> **TEXT SHOWN**:
....

I took another trip down to the fertility clinic today, with many more to come in the near future. My uterine lining was on the thick side (17) but the nurse said if my estrogen was low enough (between 80 and 100), we could move forward. The call this afternoon said they want me to take birth control pills for another week to lower my estrogen and thin out my lining. When I asked, she said my estrogen level came back at 80. I guess that number didn’t mean much after all. So another week of hormones then I head back down next Monday for another check up. Hopefully as I loose that thick lining, I’ll loose a few pounds with it! Our tentative date of Transfer is March 25th. I guess my body wants to wait until it is officially spring grow that little seed.
Archive for February, 2010
I was so proud of myself for not gaining any weight while injecting all of those pregnancy hormones but now that I’ve come off of all the meds and started birth control again, I feel huge! I think I’ve gained five pounds this last week. And the hormones! Birth control pills make me crazy. Crazy and chubby, no wonder they help prevent pregnancy. I’m looking forward to the next round of drugs to help balance out my raging hormones. I only have four days left on the pill. I can do it. I think I’ll make it.

....

> **RAW DATA**:
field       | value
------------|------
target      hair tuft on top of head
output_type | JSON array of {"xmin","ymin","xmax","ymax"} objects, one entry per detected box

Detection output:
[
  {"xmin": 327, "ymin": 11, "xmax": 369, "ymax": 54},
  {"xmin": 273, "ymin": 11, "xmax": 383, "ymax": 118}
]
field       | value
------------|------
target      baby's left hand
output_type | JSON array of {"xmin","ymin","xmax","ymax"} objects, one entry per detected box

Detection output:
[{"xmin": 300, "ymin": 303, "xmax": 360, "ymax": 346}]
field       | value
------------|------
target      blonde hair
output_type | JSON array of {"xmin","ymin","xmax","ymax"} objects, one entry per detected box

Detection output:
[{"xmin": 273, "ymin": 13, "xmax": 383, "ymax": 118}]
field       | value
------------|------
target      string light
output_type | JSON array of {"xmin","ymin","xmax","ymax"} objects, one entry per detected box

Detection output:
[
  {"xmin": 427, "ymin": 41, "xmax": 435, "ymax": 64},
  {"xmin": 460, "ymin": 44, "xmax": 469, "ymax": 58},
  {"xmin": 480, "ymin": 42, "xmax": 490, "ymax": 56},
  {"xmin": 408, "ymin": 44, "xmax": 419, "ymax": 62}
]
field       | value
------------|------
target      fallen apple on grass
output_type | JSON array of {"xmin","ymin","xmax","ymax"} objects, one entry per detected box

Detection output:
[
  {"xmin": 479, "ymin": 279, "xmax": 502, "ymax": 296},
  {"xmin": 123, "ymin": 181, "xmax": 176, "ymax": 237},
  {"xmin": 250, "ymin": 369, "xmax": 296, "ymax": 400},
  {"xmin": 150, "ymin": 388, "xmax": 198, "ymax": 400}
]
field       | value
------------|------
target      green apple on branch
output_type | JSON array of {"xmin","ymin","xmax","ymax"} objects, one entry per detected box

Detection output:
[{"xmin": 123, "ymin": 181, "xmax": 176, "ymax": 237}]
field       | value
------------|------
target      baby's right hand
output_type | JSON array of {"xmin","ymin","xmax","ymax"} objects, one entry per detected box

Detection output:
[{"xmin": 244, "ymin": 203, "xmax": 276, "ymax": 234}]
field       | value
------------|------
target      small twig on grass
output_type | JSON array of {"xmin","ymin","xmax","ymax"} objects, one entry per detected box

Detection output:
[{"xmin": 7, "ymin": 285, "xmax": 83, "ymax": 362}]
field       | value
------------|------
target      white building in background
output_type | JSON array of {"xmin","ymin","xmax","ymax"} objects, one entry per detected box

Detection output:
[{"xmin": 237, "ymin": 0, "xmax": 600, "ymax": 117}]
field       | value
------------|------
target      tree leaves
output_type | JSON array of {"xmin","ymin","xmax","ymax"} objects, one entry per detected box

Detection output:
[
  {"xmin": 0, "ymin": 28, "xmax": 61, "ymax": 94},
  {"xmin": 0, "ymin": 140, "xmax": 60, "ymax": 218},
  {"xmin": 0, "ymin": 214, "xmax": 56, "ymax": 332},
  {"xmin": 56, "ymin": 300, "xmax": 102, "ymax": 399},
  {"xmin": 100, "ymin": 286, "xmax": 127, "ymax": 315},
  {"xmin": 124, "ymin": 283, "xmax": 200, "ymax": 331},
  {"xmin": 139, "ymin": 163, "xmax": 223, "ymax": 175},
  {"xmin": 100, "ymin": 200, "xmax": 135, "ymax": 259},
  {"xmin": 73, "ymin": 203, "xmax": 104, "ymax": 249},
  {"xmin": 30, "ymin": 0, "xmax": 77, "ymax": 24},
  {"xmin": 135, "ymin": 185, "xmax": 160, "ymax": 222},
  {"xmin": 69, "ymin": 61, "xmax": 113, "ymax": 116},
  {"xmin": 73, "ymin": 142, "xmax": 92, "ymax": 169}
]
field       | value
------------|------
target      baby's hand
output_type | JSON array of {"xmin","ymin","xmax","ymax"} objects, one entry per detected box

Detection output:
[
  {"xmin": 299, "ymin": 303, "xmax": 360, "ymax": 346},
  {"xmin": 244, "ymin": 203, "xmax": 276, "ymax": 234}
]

....

> **EXERCISE GOAL**:
According to the fertility clinic text, what is the tentative transfer date? Rely on the fertility clinic text alone.

> **RESPONSE**:
March 25th.